__Directive__:
Write the data out again exactly, dropping any images it holds.

______________________________

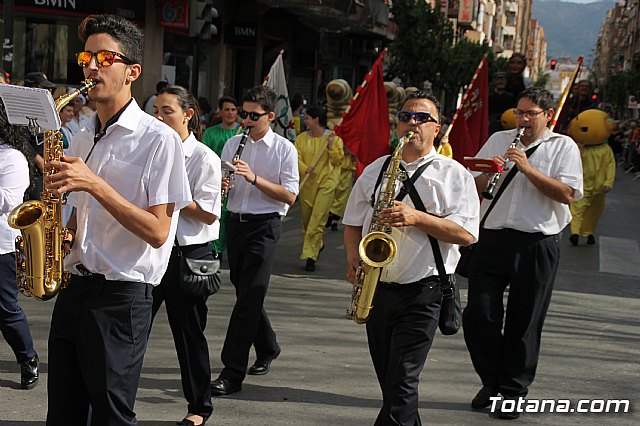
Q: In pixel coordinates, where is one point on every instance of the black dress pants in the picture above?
(97, 341)
(527, 263)
(13, 321)
(251, 246)
(400, 332)
(187, 317)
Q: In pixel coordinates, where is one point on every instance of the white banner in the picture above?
(277, 82)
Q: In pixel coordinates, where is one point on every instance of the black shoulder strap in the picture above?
(506, 181)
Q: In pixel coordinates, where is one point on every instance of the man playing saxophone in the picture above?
(406, 307)
(127, 176)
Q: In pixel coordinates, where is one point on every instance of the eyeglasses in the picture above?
(528, 114)
(104, 58)
(420, 117)
(254, 116)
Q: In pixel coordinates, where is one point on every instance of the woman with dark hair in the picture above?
(517, 83)
(14, 181)
(320, 155)
(197, 227)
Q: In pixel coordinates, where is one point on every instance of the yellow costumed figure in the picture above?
(591, 129)
(343, 190)
(320, 154)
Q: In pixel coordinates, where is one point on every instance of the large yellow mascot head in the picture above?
(591, 127)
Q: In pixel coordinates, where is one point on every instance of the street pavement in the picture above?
(324, 376)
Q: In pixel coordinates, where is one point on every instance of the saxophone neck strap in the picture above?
(504, 185)
(408, 187)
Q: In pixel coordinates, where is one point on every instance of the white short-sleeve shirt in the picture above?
(142, 159)
(205, 176)
(272, 158)
(14, 181)
(447, 190)
(522, 206)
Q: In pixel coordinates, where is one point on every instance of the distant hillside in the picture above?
(571, 29)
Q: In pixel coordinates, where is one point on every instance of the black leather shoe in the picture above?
(29, 373)
(222, 386)
(261, 367)
(574, 239)
(310, 266)
(481, 400)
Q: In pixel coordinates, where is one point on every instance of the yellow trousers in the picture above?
(314, 205)
(343, 190)
(586, 212)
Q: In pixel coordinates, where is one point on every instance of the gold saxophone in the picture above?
(377, 248)
(39, 250)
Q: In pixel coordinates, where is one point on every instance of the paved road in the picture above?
(591, 345)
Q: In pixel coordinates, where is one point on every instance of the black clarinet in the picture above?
(231, 171)
(488, 193)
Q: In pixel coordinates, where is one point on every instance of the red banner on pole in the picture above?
(365, 125)
(470, 125)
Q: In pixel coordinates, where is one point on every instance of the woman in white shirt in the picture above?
(14, 181)
(197, 227)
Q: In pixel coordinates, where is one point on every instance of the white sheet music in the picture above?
(29, 104)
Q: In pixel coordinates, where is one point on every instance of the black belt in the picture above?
(248, 217)
(432, 279)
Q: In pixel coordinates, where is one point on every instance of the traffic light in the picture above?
(201, 15)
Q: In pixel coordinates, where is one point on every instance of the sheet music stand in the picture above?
(30, 106)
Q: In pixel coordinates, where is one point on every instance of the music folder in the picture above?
(486, 165)
(30, 106)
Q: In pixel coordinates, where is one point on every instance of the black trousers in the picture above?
(251, 246)
(187, 317)
(527, 263)
(13, 321)
(400, 331)
(97, 341)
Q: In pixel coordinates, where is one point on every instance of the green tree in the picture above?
(423, 37)
(425, 49)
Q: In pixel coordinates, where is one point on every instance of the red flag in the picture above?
(365, 125)
(470, 125)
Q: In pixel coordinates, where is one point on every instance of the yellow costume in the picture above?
(591, 128)
(345, 183)
(316, 195)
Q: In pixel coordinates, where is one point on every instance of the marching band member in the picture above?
(265, 186)
(197, 227)
(14, 181)
(320, 155)
(127, 174)
(407, 304)
(518, 247)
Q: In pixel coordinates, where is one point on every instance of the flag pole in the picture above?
(464, 98)
(332, 134)
(565, 95)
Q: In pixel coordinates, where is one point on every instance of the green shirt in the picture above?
(215, 137)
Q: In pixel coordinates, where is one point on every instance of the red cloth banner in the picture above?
(470, 126)
(365, 125)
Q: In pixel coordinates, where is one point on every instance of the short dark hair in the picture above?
(539, 96)
(423, 94)
(224, 99)
(186, 100)
(126, 33)
(318, 112)
(296, 101)
(161, 85)
(261, 95)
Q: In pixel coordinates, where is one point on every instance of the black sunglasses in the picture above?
(254, 116)
(421, 117)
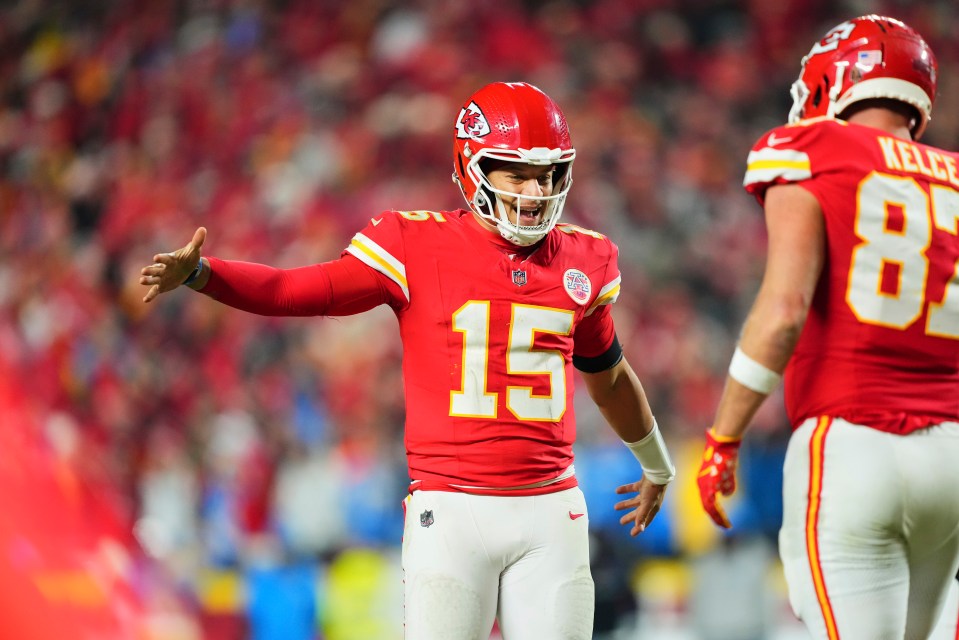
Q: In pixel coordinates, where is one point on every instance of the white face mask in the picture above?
(489, 202)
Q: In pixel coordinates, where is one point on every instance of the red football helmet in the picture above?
(869, 57)
(512, 122)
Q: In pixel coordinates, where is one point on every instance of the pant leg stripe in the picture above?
(816, 462)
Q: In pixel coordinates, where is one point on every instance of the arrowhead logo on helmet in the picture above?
(862, 59)
(512, 122)
(471, 122)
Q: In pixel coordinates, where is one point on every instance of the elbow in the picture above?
(785, 321)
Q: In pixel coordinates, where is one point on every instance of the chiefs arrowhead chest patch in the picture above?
(577, 285)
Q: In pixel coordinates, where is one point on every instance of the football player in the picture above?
(859, 310)
(496, 305)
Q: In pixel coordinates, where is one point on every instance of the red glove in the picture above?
(718, 474)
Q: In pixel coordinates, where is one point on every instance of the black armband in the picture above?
(606, 360)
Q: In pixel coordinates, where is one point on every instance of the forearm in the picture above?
(621, 400)
(768, 340)
(340, 287)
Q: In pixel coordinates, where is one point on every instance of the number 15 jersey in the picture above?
(881, 344)
(489, 331)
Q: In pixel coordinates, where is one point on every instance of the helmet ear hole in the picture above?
(817, 97)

______________________________

__Completed task__:
Q: In pixel coordinates, where is one point on every instance of the black dress pants in the picture above?
(97, 341)
(527, 263)
(13, 321)
(251, 246)
(400, 332)
(187, 317)
Q: In pixel coordinates, where is one point on every instance of the white banner in the picture above?
(277, 82)
Q: In pixel coordinates, where is one point on every instance of the black shoulder strap in the picture above?
(506, 181)
Q: In pixel coordinates, where is one point on every instance of the man playing saxophone in the picture above?
(406, 307)
(127, 176)
Q: In pixel coordinates, where is one point on every instance of the eyeglasses in the picture above?
(528, 114)
(104, 58)
(420, 117)
(254, 116)
Q: In pixel coordinates, where is one point on every instance of the woman with dark hair in the picture above?
(517, 83)
(14, 181)
(320, 155)
(197, 227)
Q: In pixel coordinates, where is one point on every instance of the yellow costumed figure in the picture above?
(591, 129)
(343, 190)
(320, 154)
Q: In pixel coordinates, where is one point on every instance of the large yellow mascot head in the picture above?
(591, 127)
Q: In pixel coordinates, where is one point on every instance of the street pavement in the picture above?
(324, 376)
Q: In pixel coordinates, where is one point on every instance of the saxophone neck strap in the picture above?
(504, 185)
(408, 187)
Q: In pixel coordinates, where is one point on every instance of the white short-sleeve shirt in the picture above?
(142, 159)
(205, 176)
(272, 158)
(14, 181)
(447, 190)
(522, 206)
Q: In pixel coordinates, where is one point on every instance of the distant hillside in the picture above?
(571, 29)
Q: In pixel coordinates, where is one point on every instance of the black leather shoe in the picture above?
(29, 373)
(222, 386)
(261, 367)
(574, 239)
(310, 266)
(481, 400)
Q: In pixel coordinates, where is one point on every instance of the yellow trousers in the picture above?
(314, 205)
(343, 190)
(586, 212)
Q: In pixel coordinates, where is one point on every instance of the gold saxophone in the picture above?
(377, 248)
(39, 250)
Q: In pixel coordinates, where is one point on every instance of the paved road in the picture above?
(591, 345)
Q: In pixel coordinates, where is one point on every instance of the black clarinet in the picture above?
(231, 171)
(488, 193)
Q: In pixel coordinates, where is one point on every instance of the red banner on pole in the picture above?
(365, 125)
(470, 125)
Q: In pixel coordinates, where is one point on every instance of the woman in white shirt in the picture above?
(14, 181)
(197, 227)
Q: In pixel coordinates, where is one point on every instance of the white sheet music in the picture above?
(29, 104)
Q: In pixel coordinates, where is one point on every instance of the black belt in the picture above?
(248, 217)
(432, 279)
Q: In pixel coordinates, where is one point on every instance of the traffic light in the picture above?
(201, 15)
Q: In pixel coordinates, where is one point on every instance of the sheet music stand in the picture above?
(30, 106)
Q: In pixel coordinates, where is one point on every instance of the music folder in the picture above?
(486, 165)
(30, 106)
Q: In pixel coordinates, where is one point on every instance of the black trousers in the picture above?
(251, 246)
(187, 317)
(527, 263)
(13, 321)
(400, 331)
(97, 341)
Q: In pixel coordinates, where is one point on every instance of the green tree in the picture above?
(423, 37)
(425, 49)
Q: In pixel coordinates, where is one point on every instance of the red flag in the picture above?
(365, 125)
(470, 125)
Q: In pixel coordinates, where is one point on every instance of the yellow costume in the picture above?
(591, 128)
(345, 183)
(316, 195)
Q: In pixel coordinates, where is one point on every instance of the marching band member in the picture above?
(265, 186)
(197, 227)
(14, 181)
(320, 155)
(127, 174)
(407, 304)
(518, 247)
Q: In pixel coordinates, where is one point on every instance of the flag pole in the picture above?
(464, 98)
(332, 134)
(565, 95)
Q: In pixel coordinates, where is one point on every instance of the green shirt in the picture above?
(215, 137)
Q: In pixel coordinates, where is one point on every instance of the red cloth banner in the picture above?
(470, 126)
(365, 125)
Q: In pixel coordinates, where is one point on every instance of the short dark hair in the picture above?
(539, 96)
(423, 94)
(224, 99)
(186, 100)
(126, 33)
(318, 112)
(296, 101)
(161, 85)
(261, 95)
Q: In pixel coordinates, where is one point on every instance of the black sunglasses in the picture above?
(254, 116)
(421, 117)
Q: In pixel coordinates, where is one point on every instance of the white face mask in the picture above?
(489, 202)
Q: In pixel coordinates, where is one point on every instance of the red football helmet in the picture above?
(869, 57)
(512, 122)
Q: In pixel coordinates, where is one point on every instance of the pant leg stripe in the picture above?
(816, 462)
Q: In pixel coordinates, where is one point on every instance of the arrowhead logo on helmet in the picture above?
(862, 59)
(512, 122)
(471, 122)
Q: In pixel coordinates, where is one point on every instance of the elbow in the picture above?
(785, 321)
Q: In pixel coordinates, where is one point on every instance of the chiefs arrowhead chest patch in the picture above?
(577, 285)
Q: In pixel coordinates, where is one point on every instance of the football player in the picture above?
(859, 310)
(496, 305)
Q: In pixel coordinates, where is one point on every instance of the red glove in the picture above?
(718, 474)
Q: In pixel coordinates, where is one point on every instance of the black armband in the picture above?
(606, 360)
Q: In pixel coordinates, where is one point on every instance of the forearm in the picture above?
(621, 400)
(768, 340)
(340, 287)
Q: In pixel coordinates, where is one point on every instance of the number 15 jersey in the picture above?
(881, 344)
(489, 331)
Q: In pixel coordinates, where is one point on every instance of the helmet ear hole in the picture above?
(817, 97)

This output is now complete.